YOUR INSTRUCTIONS -
Copy word for word the stretch of the Nixon and Watergate passage below from "My own theory" through "the nation’s enemy.".

──────── EXTRACT PROVIDED ────────

It is unmistakably clear that, set up or not, Nixon did participate in a serious obstruction of justice which was the basis of his eviction from office. The authors here put the best spin on Nixon’s instruction to the CIA to thwart the FBI investigation of Watergate, claiming that Nixon was just going with his natural instincts to lie and otherwise deceive the Congress, the media and the American people. Deceit was Nixon’s political way of life, acknowledged by friend and foe. And he was skilled--this may have been his principal skill--at lying. When Dean came up with the harebrained scheme of getting the CIA to block the FBI investigation as a political favor, Nixon had a better ploy. Haldeman recounted that incident in his own book: “Dean had suggested a blatant political move by calling in the CIA--now Nixon showed how much more astute he was by throwing a national-security blanket over the same suggestion.”

My own theory is that Nixon got in trouble precisely because the “national security” gambit was no longer working. By drinking Mai Tais with the Chinese Communist leadership, Nixon had undermined the chilling effect of the cold war on Congress and the media. The national-security cover was lifted just enough to permit public inspection of the sordid mess underneath. Questions could be asked and documents and tapes examined without being accused of giving aid and comfort to the nation’s enemy.

What is difficult to buy, because this book only states but does not prove the connection, is the implication that Haig was acting on behalf of a larger national-security party. This is where the book falls apart--overreaching to find a grand theory to explain Haig and Dean’s actions, when in fact ordinary and individual avarice, ambition and mendacity would do quite nicely. To believe that larger forces were at work requires a Nixonian imagination.

──────── SUPPLIED DATA ────────

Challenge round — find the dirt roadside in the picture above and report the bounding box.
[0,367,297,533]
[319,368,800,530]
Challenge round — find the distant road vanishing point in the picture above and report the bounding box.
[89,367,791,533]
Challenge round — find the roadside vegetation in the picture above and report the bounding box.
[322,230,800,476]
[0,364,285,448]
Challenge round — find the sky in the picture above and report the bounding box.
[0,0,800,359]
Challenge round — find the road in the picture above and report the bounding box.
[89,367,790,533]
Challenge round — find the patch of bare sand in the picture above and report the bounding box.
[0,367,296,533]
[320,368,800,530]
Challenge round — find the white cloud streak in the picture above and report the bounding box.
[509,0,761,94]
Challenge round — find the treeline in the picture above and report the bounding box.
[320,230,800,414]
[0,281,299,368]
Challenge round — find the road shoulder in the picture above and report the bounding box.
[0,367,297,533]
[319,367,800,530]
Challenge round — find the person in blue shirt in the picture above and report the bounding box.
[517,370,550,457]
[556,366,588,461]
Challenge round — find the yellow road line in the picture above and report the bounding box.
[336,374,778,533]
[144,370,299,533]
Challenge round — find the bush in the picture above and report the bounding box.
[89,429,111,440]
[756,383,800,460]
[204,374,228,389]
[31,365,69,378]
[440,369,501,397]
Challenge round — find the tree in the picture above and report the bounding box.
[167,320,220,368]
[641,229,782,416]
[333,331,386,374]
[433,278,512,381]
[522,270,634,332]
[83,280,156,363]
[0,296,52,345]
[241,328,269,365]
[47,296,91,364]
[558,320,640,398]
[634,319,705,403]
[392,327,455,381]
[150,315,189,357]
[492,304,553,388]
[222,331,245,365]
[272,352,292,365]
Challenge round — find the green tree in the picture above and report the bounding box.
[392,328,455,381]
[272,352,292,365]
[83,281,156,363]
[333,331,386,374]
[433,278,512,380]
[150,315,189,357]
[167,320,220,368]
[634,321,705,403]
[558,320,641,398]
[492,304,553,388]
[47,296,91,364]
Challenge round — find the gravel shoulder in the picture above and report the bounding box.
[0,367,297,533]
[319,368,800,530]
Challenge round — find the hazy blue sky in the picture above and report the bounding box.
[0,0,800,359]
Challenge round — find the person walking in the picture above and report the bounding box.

────────

SOLUTION TO THIS TASK -
My own theory is that Nixon got in trouble precisely because the “national security” gambit was no longer working. By drinking Mai Tais with the Chinese Communist leadership, Nixon had undermined the chilling effect of the cold war on Congress and the media. The national-security cover was lifted just enough to permit public inspection of the sordid mess underneath. Questions could be asked and documents and tapes examined without being accused of giving aid and comfort to the nation’s enemy.